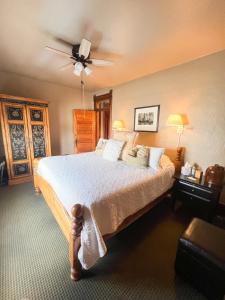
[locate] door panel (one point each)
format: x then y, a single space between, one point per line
84 130
39 139
17 140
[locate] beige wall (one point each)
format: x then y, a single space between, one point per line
62 101
196 89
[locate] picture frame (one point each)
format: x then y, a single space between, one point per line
146 118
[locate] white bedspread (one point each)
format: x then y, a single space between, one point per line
109 191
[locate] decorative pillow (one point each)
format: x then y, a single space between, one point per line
143 152
141 157
100 146
155 156
128 137
133 152
113 149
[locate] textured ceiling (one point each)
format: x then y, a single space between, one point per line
141 36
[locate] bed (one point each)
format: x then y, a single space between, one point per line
93 199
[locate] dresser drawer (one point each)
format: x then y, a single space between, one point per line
193 199
196 191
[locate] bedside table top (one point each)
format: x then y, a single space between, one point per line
197 182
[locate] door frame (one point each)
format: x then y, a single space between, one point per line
99 98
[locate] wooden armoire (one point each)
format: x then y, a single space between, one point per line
25 132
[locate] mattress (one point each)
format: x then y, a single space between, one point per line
109 192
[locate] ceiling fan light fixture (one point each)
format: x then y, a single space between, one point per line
87 71
78 68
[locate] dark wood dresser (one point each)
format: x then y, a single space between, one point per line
201 197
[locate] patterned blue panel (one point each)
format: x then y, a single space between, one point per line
18 144
38 135
36 115
15 113
21 169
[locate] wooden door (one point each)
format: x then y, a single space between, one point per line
103 108
16 141
84 130
38 128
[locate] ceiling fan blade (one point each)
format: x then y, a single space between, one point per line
85 48
66 66
58 51
101 62
64 42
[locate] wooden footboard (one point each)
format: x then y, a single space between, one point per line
72 226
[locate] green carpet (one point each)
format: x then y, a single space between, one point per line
34 256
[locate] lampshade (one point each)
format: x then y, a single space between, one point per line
87 71
118 124
177 120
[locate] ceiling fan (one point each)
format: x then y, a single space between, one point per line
80 56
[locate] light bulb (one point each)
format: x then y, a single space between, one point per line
78 68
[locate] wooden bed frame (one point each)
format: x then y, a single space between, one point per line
72 227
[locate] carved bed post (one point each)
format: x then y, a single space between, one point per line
77 225
35 166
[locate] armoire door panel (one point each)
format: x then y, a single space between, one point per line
14 113
18 141
16 136
38 137
25 131
21 169
84 130
38 131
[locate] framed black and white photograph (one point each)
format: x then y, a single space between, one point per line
146 118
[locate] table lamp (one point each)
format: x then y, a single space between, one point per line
118 125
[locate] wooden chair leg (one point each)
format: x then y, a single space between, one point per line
77 225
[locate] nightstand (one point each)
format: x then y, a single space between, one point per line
200 196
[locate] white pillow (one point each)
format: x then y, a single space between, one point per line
129 138
100 146
154 157
113 149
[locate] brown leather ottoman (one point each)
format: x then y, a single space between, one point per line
201 258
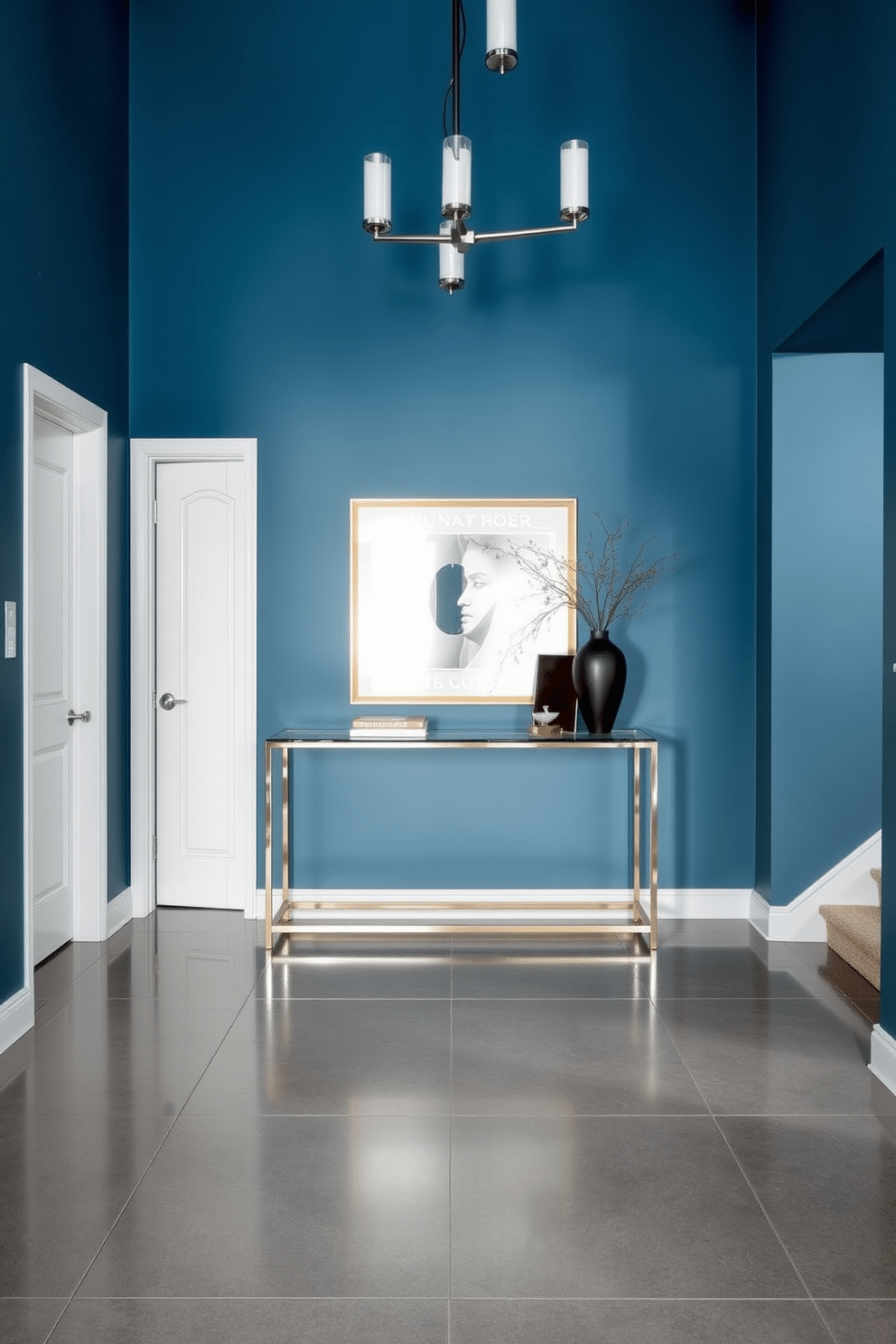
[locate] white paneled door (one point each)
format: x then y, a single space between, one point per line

Work to complete >>
Wherever the string "wooden" appears in the records above, copy the line it sits in.

Answer space >>
[locate] wooden armoire (one point each)
[locate] wooden door (one point each)
[locate] wooden footboard (one point each)
[locate] wooden bed frame (one point each)
[locate] wooden chair leg (one point each)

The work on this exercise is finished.